- **PROBLEM SET**:
1: Answer these questions from the passage on State timber sales.
(a) What does the Panel recommend the FWS make available each year?
(b) Which two processors are named as having special contracts with the FWS?
(c) What price was the FWS demanding at forest for pulp during 1985?
2: Carry on the passage on State timber sales with the next part.

- **DOCUMENT PASSAGE**:
○ ○ ○

The sale of timber by the FWS by tender appears to operate on a basis such that potential purchasers are not made aware of where and when in the immediate future they can obtain their next supply. This appears to involve sawmills in making purchases of timber at considerable distances from their place of operations, although further supplies may become available close to the place of operation within a short period of time. In other words, a timber processor may be purchasing his requirements on the doorstep of another processor who also may have to travel for supplies. The inevitable consequence is the unnecessary, but very substantial increase, in expensive transport costs.


The Panel would recommend, as a matter of urgency, that an exact forecast of available supplies, species, location and timing of sale should be made available each year by the FWS. This would allow processors to plan purchases and reduce unnecessary transport costs. There is a clear need to eliminate the wrong sequencing of deliveries so as to obviate under-utilisation of resources for the various sectors and avoid waste.


(b)Export of Unprocessed Timber:


Unprocessed wood should not be exported out of the State any more than, e.g. cattle on the hoof, because such exports deprive the economy of the opportunity for added value employment, etc. This is particularly so where there is within the State sawmilling capacity greater than the output of the FWS. It is therefore essential that there is no incentive to export unprocessed wood.


We understand that a system of quotas operates and that this is designed to secure the upgrading of Irish timber. However, the operation of this quota system needs to be reviewed in this context.


(c)Special Contracts:


It is understood that special contracts have been executed between the FWS and processors such a Medite in Clonmel and Finsa in Scariff, involving guarantees of supply and supplies at less than market price. The Panel has reason to believe that the FWS recovery is of the order of 50% of the price paid by other processors. We have asked for, but to date have not been supplied with, copies of the relevant contracts and we consider that the Committee should insist on having sight of them. Further, when the Committee obtains copies of the relevant contracts we would recommend that they take expert private sector advice on the terms of the contracts and their implications for the industry.


It seems to the Panel that it is a reasonable presumption that such special contracts are entered into by the FWS in response to the dictates or requirements of other State Agencies or Departments and, consequently, it is the view of the Panel that the income foregone by the FWS on such sales at less than market value should not be borne by the vote of the FWS but should be borne by the relevant Agency or Department which promoted the special contract. Such treatment would enable a better view to be taken of the results achieved by the FWS.


In any event, this position needs to be reviewed to ensure that the indigenous Irish processor is getting his timber supplies from native forests at commercial prices and that there is no inflation of the price to him by reason of the existence of such special contracts. It has been represented to the Panel that at one time during 1985 one of the State-aided companies mentioned was offering £18.50 for pulp delivered to its plant by the indigenous sawmill industry while at the same time the FWS was demanding £19.00 at forest for pulp from the same industry (with the purchaser being responsible for transport charges).


It has also been represented to the Panel that where Medite and Finsa are allocated a forest for thinning there is no control exercised to ensure that volumes of wood suitable for processing are allocated to that use and not pulped.

○ ○ ○

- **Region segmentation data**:
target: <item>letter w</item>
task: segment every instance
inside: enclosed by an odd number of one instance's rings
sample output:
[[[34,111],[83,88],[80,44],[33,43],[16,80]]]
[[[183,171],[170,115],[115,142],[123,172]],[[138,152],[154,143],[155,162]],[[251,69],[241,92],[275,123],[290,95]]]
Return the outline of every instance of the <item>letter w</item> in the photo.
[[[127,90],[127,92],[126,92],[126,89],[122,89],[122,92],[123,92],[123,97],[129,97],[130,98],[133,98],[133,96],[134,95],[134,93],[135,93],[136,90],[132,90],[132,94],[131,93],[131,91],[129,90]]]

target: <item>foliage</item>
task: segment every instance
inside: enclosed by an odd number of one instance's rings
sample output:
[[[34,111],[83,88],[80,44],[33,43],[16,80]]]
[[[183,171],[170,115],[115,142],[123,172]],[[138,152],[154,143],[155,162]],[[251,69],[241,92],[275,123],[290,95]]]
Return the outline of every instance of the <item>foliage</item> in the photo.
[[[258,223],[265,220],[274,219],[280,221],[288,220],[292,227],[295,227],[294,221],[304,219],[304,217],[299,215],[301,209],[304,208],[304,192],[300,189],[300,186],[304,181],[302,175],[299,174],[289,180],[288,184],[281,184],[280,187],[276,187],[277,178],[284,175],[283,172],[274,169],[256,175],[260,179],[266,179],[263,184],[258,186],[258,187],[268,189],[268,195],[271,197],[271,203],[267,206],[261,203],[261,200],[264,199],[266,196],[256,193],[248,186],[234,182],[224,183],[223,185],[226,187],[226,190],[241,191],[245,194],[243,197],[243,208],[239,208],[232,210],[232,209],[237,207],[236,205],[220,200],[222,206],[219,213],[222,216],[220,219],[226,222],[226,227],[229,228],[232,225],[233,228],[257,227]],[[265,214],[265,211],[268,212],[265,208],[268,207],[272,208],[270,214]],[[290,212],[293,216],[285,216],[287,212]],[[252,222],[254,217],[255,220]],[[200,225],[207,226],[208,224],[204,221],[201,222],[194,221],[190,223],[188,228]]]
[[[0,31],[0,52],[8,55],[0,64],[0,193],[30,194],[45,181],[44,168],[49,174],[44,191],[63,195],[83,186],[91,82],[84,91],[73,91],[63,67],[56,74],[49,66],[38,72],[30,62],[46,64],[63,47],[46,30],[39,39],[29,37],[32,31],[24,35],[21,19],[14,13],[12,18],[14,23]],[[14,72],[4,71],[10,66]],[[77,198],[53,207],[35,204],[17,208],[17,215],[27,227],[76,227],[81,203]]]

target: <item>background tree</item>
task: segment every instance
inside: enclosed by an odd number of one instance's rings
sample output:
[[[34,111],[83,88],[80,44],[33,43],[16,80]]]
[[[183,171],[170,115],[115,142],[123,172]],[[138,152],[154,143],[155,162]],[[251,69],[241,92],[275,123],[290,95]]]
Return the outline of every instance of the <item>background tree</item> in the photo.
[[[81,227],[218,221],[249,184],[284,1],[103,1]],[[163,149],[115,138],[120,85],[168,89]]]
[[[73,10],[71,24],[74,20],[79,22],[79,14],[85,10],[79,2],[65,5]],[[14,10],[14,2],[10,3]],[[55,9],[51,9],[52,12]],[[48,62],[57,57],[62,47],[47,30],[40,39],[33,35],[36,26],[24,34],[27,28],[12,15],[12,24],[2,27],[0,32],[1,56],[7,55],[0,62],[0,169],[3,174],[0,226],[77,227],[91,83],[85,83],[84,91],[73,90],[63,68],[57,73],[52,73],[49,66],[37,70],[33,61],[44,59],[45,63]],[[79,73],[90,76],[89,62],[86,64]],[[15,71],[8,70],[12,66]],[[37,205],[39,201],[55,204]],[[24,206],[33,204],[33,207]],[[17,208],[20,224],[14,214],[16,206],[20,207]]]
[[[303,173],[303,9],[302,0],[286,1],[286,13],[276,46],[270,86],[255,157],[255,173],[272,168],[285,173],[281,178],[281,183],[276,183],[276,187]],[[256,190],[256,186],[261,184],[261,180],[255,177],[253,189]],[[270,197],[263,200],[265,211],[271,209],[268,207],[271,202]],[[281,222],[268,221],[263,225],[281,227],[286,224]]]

○ ○ ○

- **OUTPUTS**:
1:
(a) An exact forecast of available supplies, species, location and timing of sale.
(b) Medite in Clonmel and Finsa in Scariff.
(c) £19.00.

2:
Where normal market forces obtain, the practice is that the sawmilling industry purchases wood from the forest and the pulp industry gets its supplies from the sawmillers’ residue. Because of the special contracts, Medite are not sufficiently encouraged to buy wood residues and as a result Irish processors are exporting pulp wood because of the unsatisfactory price offered for clean chips. It is further suggested that the price offered to sawmillers is, in fact, less than the purchaser’s own cost of producing pulp wood from its low cost purchases.


6.Future:


There is an obvious need for long-term planning which, while subject to constant review and updating, should be consistently pursued if the full future potential of forestry is to be realised.


As already noted, we have had the opportunity of reviewing the Report to the Minister for Fisheries & Forestry prepared by the Review Group on Forestry (November 1985). In general, we support the recommendations in the Report. The Panel, of course, has not had the same opportunity or resources for in-depth study and analysis of the problems, but is satisfied that the approach recommended by the Review Group is the correct one to achieve the development of our national asset and provide material for the development of a timber industry and for the development of both import substitution on the home market and export opportunities.


This Panel takes the view that a decision on the recommendations made by the Review Group is a matter of urgency. Afforestation is a matter of long-term investment, but the performance of that investment and its management should be constantly monitored on normal competitive commercial principles. In the national interest this monitoring must take place in an environment and context which, while seeking proper return on the State’s investment, also allows for and encourages the development of the downstream activities in the timber processing industry which will enable the nation to extract the maximum added value from the product derived from that one of its natural resources which will have been cultivated. The Review Group’s recommendations provide the structure for a more efficient and tightly controlled management of the FWS, having as its objective the elimination of losses and the generation of employment.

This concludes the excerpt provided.